(Source data)
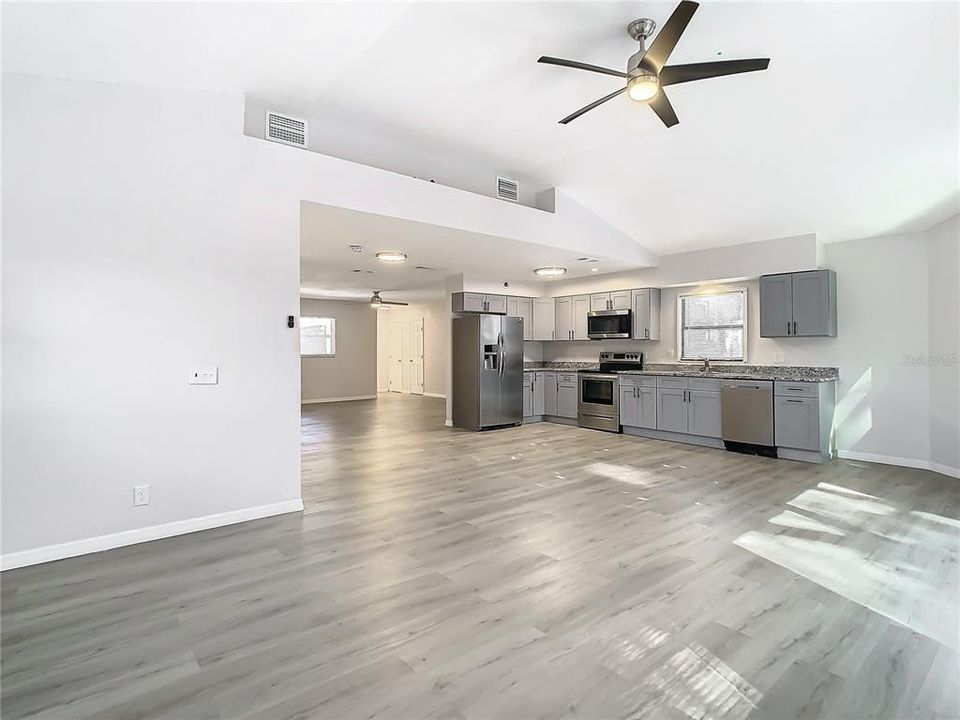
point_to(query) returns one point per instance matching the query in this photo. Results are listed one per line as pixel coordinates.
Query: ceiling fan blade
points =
(580, 66)
(663, 44)
(592, 105)
(675, 74)
(664, 110)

▸ Do this:
Could you swap "ceiling fan blade" for "fan blade" throughout the items above, keeping every other part the same and leaving out the pictures?

▸ Correct response:
point_to(query) returns one point per instance matching the query in this photo. Results are listed one per line as pixel coordinates.
Query: fan blade
points =
(580, 66)
(663, 44)
(592, 105)
(675, 74)
(664, 110)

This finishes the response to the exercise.